■ TO DO: Count the lines in the records below: how many contain the string "carved"? Reply with the number alone.

■ RECORD LIST:
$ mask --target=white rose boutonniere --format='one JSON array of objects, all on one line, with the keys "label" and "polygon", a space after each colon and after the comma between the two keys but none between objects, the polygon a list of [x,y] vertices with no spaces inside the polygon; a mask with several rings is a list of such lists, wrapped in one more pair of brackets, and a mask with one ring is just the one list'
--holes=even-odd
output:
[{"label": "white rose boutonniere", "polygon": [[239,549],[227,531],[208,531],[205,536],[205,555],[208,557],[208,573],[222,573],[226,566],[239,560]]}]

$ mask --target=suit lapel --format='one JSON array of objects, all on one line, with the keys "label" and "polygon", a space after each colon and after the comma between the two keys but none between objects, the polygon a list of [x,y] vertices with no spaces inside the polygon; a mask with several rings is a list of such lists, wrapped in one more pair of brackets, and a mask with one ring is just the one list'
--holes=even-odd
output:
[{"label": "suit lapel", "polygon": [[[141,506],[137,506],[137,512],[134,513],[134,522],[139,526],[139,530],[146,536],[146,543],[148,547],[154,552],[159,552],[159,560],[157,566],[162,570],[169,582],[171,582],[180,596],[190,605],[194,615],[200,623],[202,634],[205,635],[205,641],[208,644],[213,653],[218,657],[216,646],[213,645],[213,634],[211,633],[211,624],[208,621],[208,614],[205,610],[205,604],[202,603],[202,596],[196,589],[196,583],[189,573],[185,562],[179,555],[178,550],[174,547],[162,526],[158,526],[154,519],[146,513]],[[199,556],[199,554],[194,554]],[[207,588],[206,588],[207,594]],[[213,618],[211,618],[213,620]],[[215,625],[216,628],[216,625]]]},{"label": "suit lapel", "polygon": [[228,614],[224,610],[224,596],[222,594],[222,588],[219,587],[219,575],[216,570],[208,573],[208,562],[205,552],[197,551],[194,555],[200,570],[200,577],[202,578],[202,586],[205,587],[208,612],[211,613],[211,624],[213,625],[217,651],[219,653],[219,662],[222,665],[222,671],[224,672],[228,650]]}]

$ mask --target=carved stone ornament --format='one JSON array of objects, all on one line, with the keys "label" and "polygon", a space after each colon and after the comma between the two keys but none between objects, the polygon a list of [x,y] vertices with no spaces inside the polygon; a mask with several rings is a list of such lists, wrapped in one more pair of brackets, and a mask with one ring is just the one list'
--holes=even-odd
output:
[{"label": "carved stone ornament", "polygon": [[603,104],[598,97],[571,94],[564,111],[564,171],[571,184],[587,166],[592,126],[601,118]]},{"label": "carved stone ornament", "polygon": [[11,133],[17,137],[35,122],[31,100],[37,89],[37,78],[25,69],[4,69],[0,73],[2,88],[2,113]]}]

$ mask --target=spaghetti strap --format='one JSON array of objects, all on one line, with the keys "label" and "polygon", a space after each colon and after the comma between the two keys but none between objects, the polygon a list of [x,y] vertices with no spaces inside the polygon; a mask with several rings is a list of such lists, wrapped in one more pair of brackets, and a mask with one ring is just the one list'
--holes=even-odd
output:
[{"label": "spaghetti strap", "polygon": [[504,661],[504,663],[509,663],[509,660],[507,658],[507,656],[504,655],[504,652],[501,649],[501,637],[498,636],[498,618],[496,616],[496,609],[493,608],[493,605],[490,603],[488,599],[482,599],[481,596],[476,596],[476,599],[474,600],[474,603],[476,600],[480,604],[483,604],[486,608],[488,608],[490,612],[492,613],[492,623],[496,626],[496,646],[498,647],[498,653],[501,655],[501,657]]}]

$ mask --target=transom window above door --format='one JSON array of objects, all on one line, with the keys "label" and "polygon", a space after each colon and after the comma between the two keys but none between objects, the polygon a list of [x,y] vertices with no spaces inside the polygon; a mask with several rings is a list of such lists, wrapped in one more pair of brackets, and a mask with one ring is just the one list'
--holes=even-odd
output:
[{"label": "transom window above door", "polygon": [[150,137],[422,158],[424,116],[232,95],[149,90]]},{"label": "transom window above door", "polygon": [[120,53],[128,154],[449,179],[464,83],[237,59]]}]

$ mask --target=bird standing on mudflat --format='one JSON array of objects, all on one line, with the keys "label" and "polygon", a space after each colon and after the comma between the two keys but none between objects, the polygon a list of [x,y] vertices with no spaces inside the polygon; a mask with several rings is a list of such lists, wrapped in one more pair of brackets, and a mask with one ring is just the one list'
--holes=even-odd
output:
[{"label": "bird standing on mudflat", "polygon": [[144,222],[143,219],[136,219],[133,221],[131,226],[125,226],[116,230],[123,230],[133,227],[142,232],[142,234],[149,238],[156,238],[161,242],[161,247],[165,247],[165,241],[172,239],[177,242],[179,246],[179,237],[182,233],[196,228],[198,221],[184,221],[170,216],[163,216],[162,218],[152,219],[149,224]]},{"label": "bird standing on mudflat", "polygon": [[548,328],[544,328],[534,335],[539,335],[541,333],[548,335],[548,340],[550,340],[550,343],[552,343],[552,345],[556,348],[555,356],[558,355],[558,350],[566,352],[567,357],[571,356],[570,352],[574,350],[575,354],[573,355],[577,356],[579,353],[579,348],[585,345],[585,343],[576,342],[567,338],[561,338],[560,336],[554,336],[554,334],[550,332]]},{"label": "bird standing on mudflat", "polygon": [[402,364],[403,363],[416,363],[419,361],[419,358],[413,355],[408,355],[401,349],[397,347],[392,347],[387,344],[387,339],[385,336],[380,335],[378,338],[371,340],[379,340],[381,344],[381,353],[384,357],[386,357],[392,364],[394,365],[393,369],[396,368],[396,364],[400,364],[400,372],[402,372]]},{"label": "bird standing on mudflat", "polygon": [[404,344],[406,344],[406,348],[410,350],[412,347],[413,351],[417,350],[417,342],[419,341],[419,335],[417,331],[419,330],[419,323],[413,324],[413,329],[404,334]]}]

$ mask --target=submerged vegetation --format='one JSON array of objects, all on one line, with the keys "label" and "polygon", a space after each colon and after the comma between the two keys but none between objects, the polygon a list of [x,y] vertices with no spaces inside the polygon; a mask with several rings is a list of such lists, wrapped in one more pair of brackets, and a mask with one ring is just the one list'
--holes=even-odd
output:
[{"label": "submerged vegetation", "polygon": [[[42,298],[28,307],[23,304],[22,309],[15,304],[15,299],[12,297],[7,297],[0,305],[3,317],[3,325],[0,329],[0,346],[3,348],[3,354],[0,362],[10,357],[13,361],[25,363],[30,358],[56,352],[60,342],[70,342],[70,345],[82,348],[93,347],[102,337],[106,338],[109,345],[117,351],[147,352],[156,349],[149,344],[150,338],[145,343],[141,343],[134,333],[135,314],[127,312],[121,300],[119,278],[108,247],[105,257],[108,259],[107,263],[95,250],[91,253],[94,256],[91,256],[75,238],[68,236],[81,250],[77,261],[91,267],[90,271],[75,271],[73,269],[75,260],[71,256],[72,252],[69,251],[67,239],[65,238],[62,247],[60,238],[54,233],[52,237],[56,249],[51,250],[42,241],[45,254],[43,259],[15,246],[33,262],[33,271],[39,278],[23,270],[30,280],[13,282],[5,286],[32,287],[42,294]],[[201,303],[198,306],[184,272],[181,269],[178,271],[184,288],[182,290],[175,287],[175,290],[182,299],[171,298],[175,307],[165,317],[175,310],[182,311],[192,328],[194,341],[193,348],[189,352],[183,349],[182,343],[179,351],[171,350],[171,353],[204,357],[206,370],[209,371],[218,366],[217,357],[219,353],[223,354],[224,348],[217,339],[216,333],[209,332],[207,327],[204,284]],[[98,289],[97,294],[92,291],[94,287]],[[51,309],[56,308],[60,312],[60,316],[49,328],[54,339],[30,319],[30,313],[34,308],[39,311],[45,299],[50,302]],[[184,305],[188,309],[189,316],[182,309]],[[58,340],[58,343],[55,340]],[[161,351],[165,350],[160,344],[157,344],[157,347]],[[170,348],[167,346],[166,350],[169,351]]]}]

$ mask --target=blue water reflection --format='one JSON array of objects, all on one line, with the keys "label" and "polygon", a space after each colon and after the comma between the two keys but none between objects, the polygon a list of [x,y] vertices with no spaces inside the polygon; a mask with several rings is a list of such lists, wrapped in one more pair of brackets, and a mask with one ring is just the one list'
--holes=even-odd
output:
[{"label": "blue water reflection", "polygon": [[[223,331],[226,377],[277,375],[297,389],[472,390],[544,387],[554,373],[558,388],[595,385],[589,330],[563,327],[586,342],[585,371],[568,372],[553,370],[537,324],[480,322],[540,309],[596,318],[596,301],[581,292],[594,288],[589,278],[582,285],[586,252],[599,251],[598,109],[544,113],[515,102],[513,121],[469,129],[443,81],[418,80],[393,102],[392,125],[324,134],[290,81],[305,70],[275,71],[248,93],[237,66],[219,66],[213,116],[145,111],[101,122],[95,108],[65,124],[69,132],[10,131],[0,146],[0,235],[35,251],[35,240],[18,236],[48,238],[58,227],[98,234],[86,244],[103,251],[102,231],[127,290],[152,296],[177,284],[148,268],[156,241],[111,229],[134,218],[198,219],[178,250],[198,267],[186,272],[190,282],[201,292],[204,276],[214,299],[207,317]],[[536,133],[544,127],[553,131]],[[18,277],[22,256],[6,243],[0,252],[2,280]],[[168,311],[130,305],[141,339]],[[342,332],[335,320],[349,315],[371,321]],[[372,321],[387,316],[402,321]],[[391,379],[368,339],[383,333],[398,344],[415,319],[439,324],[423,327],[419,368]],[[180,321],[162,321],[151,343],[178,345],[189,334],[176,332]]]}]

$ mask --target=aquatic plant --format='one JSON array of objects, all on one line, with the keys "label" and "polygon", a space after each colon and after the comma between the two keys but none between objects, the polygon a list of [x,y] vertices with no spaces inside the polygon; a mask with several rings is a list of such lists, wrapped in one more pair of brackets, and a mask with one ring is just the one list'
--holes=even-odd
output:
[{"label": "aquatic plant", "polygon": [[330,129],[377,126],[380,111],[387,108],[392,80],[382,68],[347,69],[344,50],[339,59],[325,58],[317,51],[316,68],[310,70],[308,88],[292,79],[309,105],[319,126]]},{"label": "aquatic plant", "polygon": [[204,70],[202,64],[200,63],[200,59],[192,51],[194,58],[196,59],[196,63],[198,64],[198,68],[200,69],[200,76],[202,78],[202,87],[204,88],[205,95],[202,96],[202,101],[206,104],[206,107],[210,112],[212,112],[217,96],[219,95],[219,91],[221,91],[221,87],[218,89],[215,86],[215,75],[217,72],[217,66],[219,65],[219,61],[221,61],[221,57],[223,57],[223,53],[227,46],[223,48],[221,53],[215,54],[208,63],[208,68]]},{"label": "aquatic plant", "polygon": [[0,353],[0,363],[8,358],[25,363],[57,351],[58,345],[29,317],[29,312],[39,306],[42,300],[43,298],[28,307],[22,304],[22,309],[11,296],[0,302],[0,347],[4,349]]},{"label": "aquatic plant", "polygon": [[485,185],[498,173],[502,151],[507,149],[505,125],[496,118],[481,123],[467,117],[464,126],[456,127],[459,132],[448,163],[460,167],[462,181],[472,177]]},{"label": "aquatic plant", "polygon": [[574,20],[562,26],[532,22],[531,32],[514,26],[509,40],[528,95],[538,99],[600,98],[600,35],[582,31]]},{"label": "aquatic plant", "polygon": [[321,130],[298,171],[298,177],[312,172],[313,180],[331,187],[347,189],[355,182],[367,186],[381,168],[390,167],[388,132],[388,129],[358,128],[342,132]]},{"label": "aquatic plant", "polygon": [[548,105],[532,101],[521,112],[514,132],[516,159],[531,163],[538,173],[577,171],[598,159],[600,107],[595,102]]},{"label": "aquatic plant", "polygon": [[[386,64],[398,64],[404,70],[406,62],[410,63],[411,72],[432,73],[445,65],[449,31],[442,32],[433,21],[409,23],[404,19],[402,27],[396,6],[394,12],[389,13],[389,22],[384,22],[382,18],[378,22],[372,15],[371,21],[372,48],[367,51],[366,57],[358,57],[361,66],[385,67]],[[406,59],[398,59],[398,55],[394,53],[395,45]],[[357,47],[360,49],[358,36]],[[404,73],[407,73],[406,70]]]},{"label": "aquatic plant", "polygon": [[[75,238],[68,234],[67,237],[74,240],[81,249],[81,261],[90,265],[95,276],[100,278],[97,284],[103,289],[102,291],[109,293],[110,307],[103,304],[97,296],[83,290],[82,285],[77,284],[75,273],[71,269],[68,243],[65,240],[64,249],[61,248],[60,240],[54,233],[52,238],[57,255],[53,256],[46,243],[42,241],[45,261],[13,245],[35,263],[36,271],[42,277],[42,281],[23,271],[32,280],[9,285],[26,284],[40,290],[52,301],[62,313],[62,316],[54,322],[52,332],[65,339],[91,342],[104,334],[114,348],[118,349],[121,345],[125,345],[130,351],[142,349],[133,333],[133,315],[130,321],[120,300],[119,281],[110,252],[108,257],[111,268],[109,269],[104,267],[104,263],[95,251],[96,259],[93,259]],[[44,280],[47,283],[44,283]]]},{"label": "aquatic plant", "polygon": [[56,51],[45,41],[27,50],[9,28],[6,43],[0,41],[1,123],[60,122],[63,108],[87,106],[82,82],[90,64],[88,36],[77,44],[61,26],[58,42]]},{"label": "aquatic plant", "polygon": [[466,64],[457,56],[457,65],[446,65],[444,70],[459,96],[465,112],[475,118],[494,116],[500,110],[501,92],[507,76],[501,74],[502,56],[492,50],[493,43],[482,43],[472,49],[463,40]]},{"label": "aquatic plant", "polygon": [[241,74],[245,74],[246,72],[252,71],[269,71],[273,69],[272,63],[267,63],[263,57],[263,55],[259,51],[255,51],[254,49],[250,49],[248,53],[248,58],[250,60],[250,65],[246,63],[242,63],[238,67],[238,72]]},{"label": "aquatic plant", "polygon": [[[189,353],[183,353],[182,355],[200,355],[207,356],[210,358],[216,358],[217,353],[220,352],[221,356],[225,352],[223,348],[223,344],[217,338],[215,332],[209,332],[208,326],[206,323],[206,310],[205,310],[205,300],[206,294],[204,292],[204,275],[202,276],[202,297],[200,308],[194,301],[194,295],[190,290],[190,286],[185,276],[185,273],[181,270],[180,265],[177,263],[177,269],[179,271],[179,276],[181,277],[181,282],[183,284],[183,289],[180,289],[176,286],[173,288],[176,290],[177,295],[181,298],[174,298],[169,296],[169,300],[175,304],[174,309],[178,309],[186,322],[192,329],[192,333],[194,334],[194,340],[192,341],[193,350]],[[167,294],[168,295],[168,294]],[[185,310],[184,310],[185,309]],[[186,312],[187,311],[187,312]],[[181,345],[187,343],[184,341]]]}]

■ IN RESPONSE: 2